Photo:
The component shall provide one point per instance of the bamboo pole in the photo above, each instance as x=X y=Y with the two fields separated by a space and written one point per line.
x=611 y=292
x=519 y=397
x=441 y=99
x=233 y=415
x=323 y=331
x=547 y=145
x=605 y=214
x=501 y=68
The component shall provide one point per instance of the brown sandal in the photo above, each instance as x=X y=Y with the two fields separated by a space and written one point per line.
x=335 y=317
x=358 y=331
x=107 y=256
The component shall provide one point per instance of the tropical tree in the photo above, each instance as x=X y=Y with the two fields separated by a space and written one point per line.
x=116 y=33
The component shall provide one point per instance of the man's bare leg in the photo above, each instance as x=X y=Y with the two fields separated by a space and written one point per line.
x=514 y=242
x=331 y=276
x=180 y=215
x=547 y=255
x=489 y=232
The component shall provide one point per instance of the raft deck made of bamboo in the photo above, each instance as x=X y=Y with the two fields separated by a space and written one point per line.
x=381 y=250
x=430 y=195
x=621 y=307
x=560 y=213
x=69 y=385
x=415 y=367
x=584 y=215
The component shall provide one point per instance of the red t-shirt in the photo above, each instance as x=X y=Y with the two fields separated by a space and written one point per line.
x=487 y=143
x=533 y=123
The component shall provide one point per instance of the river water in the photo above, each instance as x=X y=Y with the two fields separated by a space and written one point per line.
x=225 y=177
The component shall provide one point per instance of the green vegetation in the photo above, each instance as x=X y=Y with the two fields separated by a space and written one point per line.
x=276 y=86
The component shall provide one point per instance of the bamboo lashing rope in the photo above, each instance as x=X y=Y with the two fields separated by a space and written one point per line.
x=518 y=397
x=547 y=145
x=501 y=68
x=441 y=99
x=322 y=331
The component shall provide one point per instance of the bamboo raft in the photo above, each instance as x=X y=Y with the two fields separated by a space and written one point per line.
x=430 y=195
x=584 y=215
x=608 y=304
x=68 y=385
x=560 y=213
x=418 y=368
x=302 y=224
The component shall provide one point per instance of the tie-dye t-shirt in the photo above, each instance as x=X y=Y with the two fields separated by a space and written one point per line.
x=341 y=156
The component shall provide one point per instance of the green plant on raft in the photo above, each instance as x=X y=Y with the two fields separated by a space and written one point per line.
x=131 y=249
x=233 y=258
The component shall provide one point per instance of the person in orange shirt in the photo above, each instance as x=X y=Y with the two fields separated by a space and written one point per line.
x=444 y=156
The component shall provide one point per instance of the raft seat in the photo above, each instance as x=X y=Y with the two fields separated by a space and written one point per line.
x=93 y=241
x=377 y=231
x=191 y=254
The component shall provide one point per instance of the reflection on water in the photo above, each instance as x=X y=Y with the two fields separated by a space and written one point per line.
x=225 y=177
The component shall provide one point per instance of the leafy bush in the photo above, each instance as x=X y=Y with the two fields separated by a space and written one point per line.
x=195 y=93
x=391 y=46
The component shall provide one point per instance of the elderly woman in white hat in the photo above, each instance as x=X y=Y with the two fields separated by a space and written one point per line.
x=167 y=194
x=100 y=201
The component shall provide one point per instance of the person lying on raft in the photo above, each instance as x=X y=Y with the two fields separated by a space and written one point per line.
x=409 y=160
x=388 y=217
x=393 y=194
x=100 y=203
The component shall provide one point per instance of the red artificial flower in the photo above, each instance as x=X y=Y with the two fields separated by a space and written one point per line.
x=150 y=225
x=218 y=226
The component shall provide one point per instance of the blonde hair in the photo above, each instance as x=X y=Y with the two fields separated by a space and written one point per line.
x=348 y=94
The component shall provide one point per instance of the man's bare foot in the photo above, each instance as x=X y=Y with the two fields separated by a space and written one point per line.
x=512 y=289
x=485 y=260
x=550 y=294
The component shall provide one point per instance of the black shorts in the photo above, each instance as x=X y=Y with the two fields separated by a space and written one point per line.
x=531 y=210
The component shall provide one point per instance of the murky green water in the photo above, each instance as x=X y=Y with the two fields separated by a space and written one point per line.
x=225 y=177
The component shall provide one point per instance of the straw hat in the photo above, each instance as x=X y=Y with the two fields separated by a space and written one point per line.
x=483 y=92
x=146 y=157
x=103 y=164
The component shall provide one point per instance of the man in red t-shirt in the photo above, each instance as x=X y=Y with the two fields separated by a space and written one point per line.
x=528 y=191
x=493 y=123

★ ★ ★

* _What the task requires_: Put every line of the data above into a Markdown table with the columns Row and Line, numbering the lines in order. Leave out blank lines.

* _Response for this exercise_:
| Row | Line |
|---|---|
| 1 | Photo: |
| 2 | The component shall provide one point per instance of the bamboo pole in the photo above, each instance as x=X y=Y with the two fields separated by a space and written one point per line. |
| 3 | x=611 y=292 |
| 4 | x=519 y=397 |
| 5 | x=441 y=99 |
| 6 | x=233 y=415 |
| 7 | x=323 y=331 |
| 8 | x=547 y=145 |
| 9 | x=605 y=214 |
| 10 | x=501 y=68 |
| 11 | The component shall provide one point per instance of the brown sandal in the photo above, each instance as x=X y=Y with the two fields separated by a space and written one point per line. |
| 12 | x=335 y=317 |
| 13 | x=358 y=331 |
| 14 | x=107 y=256 |
| 15 | The component shall provide one point per instance of the tropical tree in the photo above, each instance as x=X y=Y with the two fields separated by a space and written one point per line. |
| 16 | x=116 y=33 |
| 17 | The component shall provide one point per instance of the man's bare leg in the photo above, each instance as x=X y=Y with the two fields separated by a space and written one point per line. |
| 18 | x=514 y=242 |
| 19 | x=331 y=276 |
| 20 | x=180 y=215 |
| 21 | x=547 y=255 |
| 22 | x=489 y=232 |
| 23 | The component shall provide one point per instance of the raft deck made of bamboo in the photo above, each instance as x=X y=Y with the two fields separated by a space and written one point per line. |
| 24 | x=381 y=250 |
| 25 | x=430 y=195 |
| 26 | x=621 y=307 |
| 27 | x=560 y=213 |
| 28 | x=69 y=385 |
| 29 | x=415 y=367 |
| 30 | x=584 y=215 |
| 31 | The component shall provide one point per instance of the red t-shirt in the photo above, each instance as x=X y=Y with the two fields separated by a space and written one point per line. |
| 32 | x=487 y=143 |
| 33 | x=533 y=123 |
| 34 | The component shall provide one point per instance of the river water in the photo above, each instance as x=X y=Y with the two fields separated by a space and written one point per line. |
| 35 | x=225 y=177 |
| 36 | The component shall provide one point per instance of the green vegetation in the photo above, each instance as x=X y=Y with the two fields separated by a space and written one point per line. |
| 37 | x=276 y=86 |
| 38 | The component shall provide one point per instance of the bamboo lashing rope in the photo above, each instance as x=X y=Y with the two fields separated by a space and written one point per line. |
| 39 | x=518 y=397 |
| 40 | x=547 y=145 |
| 41 | x=501 y=68 |
| 42 | x=441 y=99 |
| 43 | x=322 y=331 |
| 44 | The component shall provide one point per instance of the bamboo raft in the photo above, each instance as x=X y=Y with the two fields separated by a space and written one point per line. |
| 45 | x=430 y=195 |
| 46 | x=584 y=215 |
| 47 | x=608 y=304 |
| 48 | x=68 y=385 |
| 49 | x=560 y=213 |
| 50 | x=418 y=368 |
| 51 | x=302 y=224 |
| 52 | The component shall provide one point per instance of the tie-dye t-shirt in the photo above, each instance as x=X y=Y with the two fields separated by a space and written one point per line. |
| 53 | x=341 y=156 |
| 54 | The component shall provide one point per instance of the green plant on raft in the photo above, each instance as x=X y=Y with the two fields separated by a space and written one point per line. |
| 55 | x=131 y=249 |
| 56 | x=233 y=258 |
| 57 | The component shall provide one point per instance of the person in orange shirt in the photo above, each instance as x=X y=Y with the two fields separated by a space and written one point per line. |
| 58 | x=444 y=156 |
| 59 | The component shall provide one point per instance of the raft seat in the photo above, each instance as x=X y=Y with the two fields separated by a space and written one point per line. |
| 60 | x=93 y=241 |
| 61 | x=377 y=231 |
| 62 | x=191 y=254 |
| 63 | The component shall provide one point per instance of the reflection on water in the photo above, each instance as x=X y=Y with the two fields separated by a space and written one point per line. |
| 64 | x=225 y=177 |
| 65 | The component shall provide one point per instance of the leafy bush in the photo above, each instance as x=X y=Y with the two fields separated by a space and written one point per line. |
| 66 | x=195 y=93 |
| 67 | x=391 y=46 |
| 68 | The component shall provide one point per instance of the elderly woman in white hat in the photo above, each instance as x=X y=Y with the two fields separated by a space and written one point per line. |
| 69 | x=167 y=194 |
| 70 | x=100 y=201 |
| 71 | The component shall provide one point per instance of the person lying on raft in the photo above, each instance as x=X y=Y with the two fields separated by a space and written one point per line. |
| 72 | x=409 y=160 |
| 73 | x=388 y=217 |
| 74 | x=393 y=194 |
| 75 | x=100 y=203 |
| 76 | The component shall provide one point per instance of the red artificial flower in the photo above, each instance as x=X y=Y with the two fields separated by a space and written one point per line. |
| 77 | x=150 y=225 |
| 78 | x=218 y=226 |
| 79 | The component shall provide one point per instance of the blonde hair in the photo above, each instance as x=X y=Y with the two fields separated by a space and written one point per line. |
| 80 | x=348 y=94 |
| 81 | The component shall provide one point per instance of the man's bare foot in the photo above, each instance as x=X y=Y with the two fields separated by a space and written one point per line. |
| 82 | x=512 y=289 |
| 83 | x=485 y=260 |
| 84 | x=550 y=294 |
| 85 | The component shall provide one point per instance of the black shorts in the photo above, each instance as x=X y=Y with the two fields separated by a space and written one point per line. |
| 86 | x=531 y=210 |
| 87 | The component shall provide one point per instance of the murky green water in the photo above, each instance as x=X y=Y with the two fields separated by a space and written one point per line. |
| 88 | x=225 y=177 |
| 89 | The component shall provide one point per instance of the straw hat in the photo above, each instance as x=X y=Y with the two fields separated by a space and written one point per line. |
| 90 | x=483 y=92 |
| 91 | x=146 y=157 |
| 92 | x=103 y=164 |
| 93 | The component shall provide one point per instance of the man in red t-shirt in the photo above, each instance as x=X y=Y with the two fields separated by a space and written one point per line. |
| 94 | x=528 y=191 |
| 95 | x=493 y=123 |